### Supplied records
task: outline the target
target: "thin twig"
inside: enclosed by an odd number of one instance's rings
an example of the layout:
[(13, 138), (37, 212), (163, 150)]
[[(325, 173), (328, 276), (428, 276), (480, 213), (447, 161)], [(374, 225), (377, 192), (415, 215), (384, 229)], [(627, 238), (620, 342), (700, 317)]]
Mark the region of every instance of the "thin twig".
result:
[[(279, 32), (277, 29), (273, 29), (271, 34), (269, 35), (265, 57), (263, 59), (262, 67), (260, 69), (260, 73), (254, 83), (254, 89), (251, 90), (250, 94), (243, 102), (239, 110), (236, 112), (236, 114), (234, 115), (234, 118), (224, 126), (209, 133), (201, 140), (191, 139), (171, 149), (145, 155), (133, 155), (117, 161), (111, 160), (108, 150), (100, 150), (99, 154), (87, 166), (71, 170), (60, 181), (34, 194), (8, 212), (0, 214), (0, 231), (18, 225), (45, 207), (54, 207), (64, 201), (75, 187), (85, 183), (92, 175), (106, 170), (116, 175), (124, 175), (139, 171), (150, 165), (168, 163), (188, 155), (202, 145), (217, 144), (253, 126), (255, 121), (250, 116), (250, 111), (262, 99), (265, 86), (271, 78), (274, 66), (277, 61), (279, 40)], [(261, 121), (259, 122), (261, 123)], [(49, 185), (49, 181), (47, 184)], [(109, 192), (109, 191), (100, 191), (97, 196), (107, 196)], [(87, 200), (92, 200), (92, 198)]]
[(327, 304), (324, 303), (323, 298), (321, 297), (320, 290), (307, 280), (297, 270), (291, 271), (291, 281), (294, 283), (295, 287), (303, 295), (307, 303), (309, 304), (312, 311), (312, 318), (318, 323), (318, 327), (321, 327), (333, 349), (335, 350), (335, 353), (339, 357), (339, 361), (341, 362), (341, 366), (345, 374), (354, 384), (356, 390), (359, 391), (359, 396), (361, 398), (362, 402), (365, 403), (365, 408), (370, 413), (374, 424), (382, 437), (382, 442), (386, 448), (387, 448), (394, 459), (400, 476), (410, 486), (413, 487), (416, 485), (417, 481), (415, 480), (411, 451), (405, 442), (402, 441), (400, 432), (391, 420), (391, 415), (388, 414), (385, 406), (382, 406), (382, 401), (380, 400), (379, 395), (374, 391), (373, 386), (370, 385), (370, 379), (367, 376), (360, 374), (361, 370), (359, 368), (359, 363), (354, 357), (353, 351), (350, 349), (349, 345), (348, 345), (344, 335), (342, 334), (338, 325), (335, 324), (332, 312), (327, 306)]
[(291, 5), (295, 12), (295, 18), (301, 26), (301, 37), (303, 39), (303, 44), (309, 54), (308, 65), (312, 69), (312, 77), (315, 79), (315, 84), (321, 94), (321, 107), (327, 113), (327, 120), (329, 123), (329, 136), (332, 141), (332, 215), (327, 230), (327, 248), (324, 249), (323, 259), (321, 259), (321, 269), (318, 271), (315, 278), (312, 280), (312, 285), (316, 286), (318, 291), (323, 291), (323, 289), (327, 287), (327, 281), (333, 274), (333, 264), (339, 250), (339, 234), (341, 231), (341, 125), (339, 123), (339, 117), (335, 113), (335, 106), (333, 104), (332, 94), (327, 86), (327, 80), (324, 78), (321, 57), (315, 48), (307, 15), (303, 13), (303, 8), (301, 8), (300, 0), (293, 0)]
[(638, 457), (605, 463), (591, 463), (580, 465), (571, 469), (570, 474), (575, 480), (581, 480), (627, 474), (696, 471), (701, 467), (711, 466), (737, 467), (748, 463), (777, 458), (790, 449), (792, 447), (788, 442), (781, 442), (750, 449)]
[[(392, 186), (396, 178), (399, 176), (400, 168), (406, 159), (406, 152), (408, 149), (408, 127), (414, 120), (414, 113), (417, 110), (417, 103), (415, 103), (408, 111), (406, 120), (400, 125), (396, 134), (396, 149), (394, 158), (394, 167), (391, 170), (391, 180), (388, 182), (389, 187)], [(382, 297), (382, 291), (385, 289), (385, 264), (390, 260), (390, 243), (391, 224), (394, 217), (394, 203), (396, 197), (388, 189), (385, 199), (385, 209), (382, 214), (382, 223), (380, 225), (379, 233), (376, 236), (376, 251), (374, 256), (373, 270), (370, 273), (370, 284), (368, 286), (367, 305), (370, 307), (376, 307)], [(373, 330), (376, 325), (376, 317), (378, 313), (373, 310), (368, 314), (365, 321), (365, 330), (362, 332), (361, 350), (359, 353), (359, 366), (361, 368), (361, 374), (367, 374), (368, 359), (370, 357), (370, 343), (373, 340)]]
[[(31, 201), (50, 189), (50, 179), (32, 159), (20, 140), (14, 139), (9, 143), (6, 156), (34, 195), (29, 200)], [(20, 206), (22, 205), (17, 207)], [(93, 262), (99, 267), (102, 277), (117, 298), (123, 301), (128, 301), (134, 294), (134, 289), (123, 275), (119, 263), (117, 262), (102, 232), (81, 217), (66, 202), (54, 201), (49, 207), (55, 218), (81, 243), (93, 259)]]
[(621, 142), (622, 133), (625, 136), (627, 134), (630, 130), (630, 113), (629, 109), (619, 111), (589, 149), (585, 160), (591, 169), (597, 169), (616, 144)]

### Task to carry out
Return every line of the listing above without any change.

### Result for this task
task: outline the target
target: "thin twig"
inside: enclosed by an odd number of one instance's rings
an example of the layout:
[(13, 138), (37, 212), (163, 150)]
[[(325, 173), (328, 276), (428, 276), (480, 213), (447, 161)], [(374, 225), (377, 192), (415, 215), (384, 229)], [(627, 238), (620, 342), (700, 317)]]
Mark the region of every instance of the "thin twig".
result:
[[(279, 32), (277, 29), (273, 29), (271, 34), (269, 35), (265, 57), (263, 59), (262, 67), (260, 69), (260, 73), (254, 83), (254, 89), (251, 90), (250, 94), (243, 102), (239, 110), (236, 112), (236, 114), (234, 115), (234, 118), (224, 126), (209, 133), (201, 140), (191, 139), (171, 149), (145, 155), (133, 155), (117, 161), (111, 160), (108, 150), (100, 150), (99, 154), (87, 166), (71, 170), (60, 181), (34, 194), (8, 212), (0, 214), (0, 231), (18, 225), (45, 207), (54, 207), (64, 201), (75, 187), (85, 183), (92, 175), (106, 170), (116, 175), (124, 175), (139, 171), (150, 165), (168, 163), (188, 155), (202, 145), (217, 144), (253, 126), (255, 121), (250, 116), (250, 111), (262, 99), (265, 86), (271, 78), (274, 66), (277, 61), (279, 40)], [(261, 121), (259, 122), (261, 123)], [(49, 185), (49, 181), (47, 184)], [(109, 192), (109, 191), (100, 191), (97, 196), (107, 196)], [(87, 200), (92, 200), (92, 198)]]
[(327, 304), (324, 303), (323, 298), (321, 297), (320, 290), (307, 280), (297, 270), (291, 271), (291, 281), (294, 283), (295, 287), (303, 295), (307, 303), (309, 304), (312, 311), (312, 318), (318, 323), (318, 327), (321, 327), (333, 349), (335, 350), (335, 353), (339, 357), (339, 361), (341, 362), (341, 366), (345, 374), (354, 384), (356, 390), (359, 391), (359, 396), (361, 398), (362, 402), (365, 403), (365, 408), (370, 413), (374, 424), (382, 437), (382, 442), (386, 448), (387, 448), (394, 459), (400, 476), (410, 486), (413, 487), (416, 485), (417, 481), (415, 480), (411, 451), (405, 442), (402, 441), (400, 432), (391, 420), (391, 415), (388, 414), (385, 406), (382, 406), (382, 401), (380, 400), (379, 395), (374, 391), (373, 386), (370, 385), (370, 379), (367, 376), (360, 374), (361, 370), (359, 368), (359, 363), (354, 357), (353, 351), (350, 349), (349, 345), (348, 345), (344, 335), (342, 334), (338, 325), (335, 324), (332, 312), (327, 306)]
[(291, 5), (295, 12), (295, 18), (301, 26), (301, 37), (303, 39), (303, 44), (309, 54), (308, 65), (312, 69), (312, 77), (315, 79), (315, 84), (321, 94), (321, 107), (327, 113), (327, 120), (329, 123), (329, 136), (332, 141), (332, 215), (327, 230), (327, 248), (324, 249), (323, 259), (321, 259), (321, 269), (318, 271), (315, 278), (312, 280), (312, 285), (316, 286), (318, 291), (323, 291), (323, 289), (327, 287), (327, 281), (333, 274), (333, 264), (339, 250), (339, 234), (341, 231), (341, 125), (339, 123), (339, 117), (335, 113), (335, 106), (333, 104), (332, 94), (327, 86), (327, 80), (324, 78), (321, 57), (315, 48), (307, 15), (303, 13), (303, 8), (301, 8), (300, 0), (293, 0)]
[(638, 457), (605, 463), (591, 463), (580, 465), (571, 469), (570, 474), (575, 480), (581, 480), (627, 474), (696, 471), (701, 467), (711, 466), (737, 467), (748, 463), (777, 458), (790, 449), (792, 447), (788, 442), (781, 442), (750, 449)]
[[(392, 186), (396, 178), (399, 176), (400, 168), (406, 159), (406, 152), (408, 149), (408, 127), (414, 120), (414, 113), (417, 110), (417, 103), (415, 103), (408, 111), (406, 120), (400, 125), (396, 134), (396, 149), (394, 158), (394, 167), (391, 170), (391, 180), (388, 182), (389, 187)], [(382, 297), (382, 291), (385, 289), (385, 264), (390, 260), (390, 243), (391, 224), (394, 217), (394, 203), (396, 197), (388, 189), (385, 199), (385, 209), (382, 214), (382, 223), (380, 225), (379, 233), (376, 236), (376, 251), (374, 256), (373, 270), (370, 273), (370, 284), (368, 286), (367, 305), (370, 307), (376, 307)], [(373, 330), (376, 325), (376, 317), (378, 313), (373, 310), (368, 314), (365, 321), (365, 330), (362, 332), (361, 350), (359, 353), (359, 366), (361, 368), (361, 374), (367, 374), (368, 359), (370, 357), (370, 343), (373, 340)]]
[[(31, 201), (50, 189), (50, 179), (32, 159), (20, 140), (14, 139), (9, 143), (6, 156), (34, 195), (29, 200)], [(20, 206), (22, 205), (17, 207)], [(93, 262), (99, 267), (102, 277), (117, 298), (123, 301), (128, 301), (134, 294), (134, 289), (123, 275), (119, 263), (117, 262), (102, 232), (81, 217), (66, 202), (54, 201), (49, 207), (55, 218), (81, 243), (93, 259)]]
[(621, 142), (622, 133), (625, 136), (627, 134), (630, 130), (630, 113), (629, 109), (619, 111), (589, 149), (585, 160), (591, 169), (597, 169), (616, 144)]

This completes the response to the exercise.